* Exercise aim *
Copy out precisely the line that holds "the water, placed" and all the lines following it in the data, up to and including the last one, and no others.
----
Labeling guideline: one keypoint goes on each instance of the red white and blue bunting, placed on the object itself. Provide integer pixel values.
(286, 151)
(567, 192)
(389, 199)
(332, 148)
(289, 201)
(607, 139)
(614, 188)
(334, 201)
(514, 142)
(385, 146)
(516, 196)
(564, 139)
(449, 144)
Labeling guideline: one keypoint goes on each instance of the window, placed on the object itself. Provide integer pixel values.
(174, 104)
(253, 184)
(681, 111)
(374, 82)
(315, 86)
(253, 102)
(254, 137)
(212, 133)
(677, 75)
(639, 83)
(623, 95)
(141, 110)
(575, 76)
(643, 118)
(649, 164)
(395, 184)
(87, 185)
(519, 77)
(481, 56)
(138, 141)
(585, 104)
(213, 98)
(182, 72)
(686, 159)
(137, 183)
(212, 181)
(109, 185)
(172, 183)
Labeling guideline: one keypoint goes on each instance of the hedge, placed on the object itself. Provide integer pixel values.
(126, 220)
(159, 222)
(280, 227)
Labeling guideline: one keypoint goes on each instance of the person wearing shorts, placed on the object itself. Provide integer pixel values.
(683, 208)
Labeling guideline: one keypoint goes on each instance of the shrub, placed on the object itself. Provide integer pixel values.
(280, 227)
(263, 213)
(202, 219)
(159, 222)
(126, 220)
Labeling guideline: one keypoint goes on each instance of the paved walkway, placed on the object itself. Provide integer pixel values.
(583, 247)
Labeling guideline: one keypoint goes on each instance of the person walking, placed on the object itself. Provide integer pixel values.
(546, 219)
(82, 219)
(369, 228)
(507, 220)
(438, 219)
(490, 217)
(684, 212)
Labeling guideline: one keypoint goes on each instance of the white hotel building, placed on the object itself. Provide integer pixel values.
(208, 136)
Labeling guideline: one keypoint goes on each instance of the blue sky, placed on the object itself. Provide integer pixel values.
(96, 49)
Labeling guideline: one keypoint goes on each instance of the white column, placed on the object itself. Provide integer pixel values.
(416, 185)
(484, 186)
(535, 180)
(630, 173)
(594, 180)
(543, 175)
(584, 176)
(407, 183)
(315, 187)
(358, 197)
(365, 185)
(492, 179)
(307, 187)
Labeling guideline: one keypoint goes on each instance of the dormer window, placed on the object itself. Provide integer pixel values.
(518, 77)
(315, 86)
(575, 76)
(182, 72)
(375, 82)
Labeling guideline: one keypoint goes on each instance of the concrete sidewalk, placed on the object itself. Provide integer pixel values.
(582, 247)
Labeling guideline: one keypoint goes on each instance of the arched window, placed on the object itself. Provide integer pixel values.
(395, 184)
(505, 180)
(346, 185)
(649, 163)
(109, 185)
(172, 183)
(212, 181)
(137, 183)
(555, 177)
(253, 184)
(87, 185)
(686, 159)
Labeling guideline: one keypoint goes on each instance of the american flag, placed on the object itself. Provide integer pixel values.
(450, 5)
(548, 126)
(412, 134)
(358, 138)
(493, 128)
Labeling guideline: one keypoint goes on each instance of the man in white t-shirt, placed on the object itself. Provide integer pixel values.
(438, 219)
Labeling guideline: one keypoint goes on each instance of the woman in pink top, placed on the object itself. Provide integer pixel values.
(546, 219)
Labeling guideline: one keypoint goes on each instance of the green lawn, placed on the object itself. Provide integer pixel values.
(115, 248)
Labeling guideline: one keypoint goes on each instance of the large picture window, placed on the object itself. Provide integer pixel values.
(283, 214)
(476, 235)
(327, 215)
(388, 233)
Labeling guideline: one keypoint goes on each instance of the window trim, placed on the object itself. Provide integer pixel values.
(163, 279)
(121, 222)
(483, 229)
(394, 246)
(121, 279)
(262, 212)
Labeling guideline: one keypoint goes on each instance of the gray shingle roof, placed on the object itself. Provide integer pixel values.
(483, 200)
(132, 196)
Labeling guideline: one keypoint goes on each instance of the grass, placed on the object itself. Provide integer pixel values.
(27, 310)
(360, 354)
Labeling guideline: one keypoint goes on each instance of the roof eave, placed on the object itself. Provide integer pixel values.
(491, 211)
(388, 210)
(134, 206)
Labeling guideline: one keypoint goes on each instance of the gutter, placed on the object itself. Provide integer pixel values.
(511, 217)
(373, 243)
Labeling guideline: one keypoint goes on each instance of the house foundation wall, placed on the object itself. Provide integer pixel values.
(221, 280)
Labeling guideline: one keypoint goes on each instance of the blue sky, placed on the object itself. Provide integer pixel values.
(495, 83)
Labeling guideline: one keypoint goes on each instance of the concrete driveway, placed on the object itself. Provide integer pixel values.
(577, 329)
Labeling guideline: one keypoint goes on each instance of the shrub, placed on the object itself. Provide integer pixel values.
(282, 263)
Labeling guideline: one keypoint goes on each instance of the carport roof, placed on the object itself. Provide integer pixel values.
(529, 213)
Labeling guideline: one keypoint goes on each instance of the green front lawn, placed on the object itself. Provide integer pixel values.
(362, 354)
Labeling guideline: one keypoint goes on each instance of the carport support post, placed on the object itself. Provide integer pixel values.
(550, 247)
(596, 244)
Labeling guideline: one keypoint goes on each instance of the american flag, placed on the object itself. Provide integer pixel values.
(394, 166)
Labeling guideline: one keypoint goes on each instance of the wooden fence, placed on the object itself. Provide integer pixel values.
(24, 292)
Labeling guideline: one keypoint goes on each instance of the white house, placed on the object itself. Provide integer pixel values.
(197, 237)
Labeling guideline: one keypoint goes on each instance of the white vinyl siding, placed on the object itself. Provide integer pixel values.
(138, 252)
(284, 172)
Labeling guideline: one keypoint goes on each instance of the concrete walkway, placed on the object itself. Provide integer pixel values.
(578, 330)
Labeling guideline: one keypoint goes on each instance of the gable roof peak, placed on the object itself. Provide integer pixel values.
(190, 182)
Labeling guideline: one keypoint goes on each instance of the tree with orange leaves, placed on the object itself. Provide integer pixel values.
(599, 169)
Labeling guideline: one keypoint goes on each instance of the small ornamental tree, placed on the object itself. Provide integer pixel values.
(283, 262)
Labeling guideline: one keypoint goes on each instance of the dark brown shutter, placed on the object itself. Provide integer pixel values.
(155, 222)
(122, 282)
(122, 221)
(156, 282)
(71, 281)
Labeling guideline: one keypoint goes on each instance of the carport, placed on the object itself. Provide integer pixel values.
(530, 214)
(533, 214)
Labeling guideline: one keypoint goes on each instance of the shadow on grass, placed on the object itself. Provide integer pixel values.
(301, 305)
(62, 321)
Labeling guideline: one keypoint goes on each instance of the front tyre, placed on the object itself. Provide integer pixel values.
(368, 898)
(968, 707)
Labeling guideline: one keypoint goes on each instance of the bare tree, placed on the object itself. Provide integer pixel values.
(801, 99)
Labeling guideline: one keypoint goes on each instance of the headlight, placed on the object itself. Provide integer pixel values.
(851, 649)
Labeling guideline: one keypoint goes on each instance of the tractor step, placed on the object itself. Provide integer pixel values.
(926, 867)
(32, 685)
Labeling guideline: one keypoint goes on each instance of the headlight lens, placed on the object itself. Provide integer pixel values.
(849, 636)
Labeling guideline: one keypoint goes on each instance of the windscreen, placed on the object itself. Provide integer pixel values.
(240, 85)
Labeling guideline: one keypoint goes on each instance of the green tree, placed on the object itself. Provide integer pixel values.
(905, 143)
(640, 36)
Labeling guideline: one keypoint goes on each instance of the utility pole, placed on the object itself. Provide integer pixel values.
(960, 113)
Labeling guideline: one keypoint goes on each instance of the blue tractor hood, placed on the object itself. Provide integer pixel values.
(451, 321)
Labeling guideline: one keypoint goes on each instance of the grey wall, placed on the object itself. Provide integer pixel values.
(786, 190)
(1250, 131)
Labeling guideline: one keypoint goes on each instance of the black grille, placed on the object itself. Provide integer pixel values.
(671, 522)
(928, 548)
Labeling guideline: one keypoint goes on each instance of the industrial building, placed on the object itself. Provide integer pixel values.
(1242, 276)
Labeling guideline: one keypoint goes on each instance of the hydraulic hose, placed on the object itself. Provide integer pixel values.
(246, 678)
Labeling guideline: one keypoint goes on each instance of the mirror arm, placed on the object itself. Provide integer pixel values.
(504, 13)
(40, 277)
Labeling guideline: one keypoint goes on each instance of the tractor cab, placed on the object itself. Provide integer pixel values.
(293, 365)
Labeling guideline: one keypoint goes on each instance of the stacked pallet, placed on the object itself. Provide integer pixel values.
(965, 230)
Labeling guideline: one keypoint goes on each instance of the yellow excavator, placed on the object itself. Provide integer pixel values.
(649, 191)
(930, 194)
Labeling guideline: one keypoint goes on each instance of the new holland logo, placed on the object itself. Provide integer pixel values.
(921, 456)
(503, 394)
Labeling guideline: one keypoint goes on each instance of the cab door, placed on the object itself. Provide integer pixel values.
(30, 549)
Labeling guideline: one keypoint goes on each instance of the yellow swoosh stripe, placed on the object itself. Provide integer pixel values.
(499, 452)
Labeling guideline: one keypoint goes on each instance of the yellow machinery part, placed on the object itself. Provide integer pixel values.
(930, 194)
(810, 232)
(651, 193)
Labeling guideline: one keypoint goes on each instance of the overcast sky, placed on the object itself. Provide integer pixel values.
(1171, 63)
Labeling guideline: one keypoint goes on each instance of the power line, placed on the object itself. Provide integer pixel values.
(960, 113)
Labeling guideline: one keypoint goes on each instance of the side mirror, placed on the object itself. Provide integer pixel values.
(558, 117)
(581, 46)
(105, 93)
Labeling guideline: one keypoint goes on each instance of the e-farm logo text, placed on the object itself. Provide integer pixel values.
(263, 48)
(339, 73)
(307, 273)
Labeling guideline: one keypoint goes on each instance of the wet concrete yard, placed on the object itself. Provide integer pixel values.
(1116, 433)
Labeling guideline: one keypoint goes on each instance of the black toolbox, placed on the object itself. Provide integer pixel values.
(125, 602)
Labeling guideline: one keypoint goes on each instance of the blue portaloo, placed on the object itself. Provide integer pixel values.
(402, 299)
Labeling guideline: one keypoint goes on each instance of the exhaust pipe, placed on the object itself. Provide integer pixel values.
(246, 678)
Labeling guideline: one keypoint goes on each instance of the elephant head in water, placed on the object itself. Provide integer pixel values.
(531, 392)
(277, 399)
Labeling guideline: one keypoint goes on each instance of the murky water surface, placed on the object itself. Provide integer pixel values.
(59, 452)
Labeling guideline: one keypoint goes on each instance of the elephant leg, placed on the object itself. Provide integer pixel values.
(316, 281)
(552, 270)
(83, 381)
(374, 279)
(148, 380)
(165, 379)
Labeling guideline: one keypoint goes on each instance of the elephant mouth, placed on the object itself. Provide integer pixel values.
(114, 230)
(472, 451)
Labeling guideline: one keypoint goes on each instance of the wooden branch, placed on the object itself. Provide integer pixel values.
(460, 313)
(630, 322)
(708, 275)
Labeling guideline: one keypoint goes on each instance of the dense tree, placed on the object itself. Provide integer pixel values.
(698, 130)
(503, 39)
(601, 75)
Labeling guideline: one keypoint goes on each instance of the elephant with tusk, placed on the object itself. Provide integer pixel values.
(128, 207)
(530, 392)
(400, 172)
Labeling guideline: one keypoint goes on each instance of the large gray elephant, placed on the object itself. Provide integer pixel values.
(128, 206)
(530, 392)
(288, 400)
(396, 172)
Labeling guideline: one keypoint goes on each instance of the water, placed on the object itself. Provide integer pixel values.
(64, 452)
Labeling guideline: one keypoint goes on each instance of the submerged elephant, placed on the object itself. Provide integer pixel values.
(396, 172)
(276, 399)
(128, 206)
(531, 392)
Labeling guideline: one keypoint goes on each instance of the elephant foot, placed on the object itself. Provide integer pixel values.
----
* Problem solution *
Labeling guideline: one keypoint goes on each instance of the water, placed on the object itself. Provide integer pixel values.
(64, 452)
Labeling guideline: one keypoint goes on each instance of the submerged elephant, placed on the object itself. Provide integer pixel values.
(396, 172)
(276, 399)
(128, 206)
(531, 392)
Labeling guideline: one keypoint goes on each instance of the elephant foot, placed on the object itself. Provide integer pixel values.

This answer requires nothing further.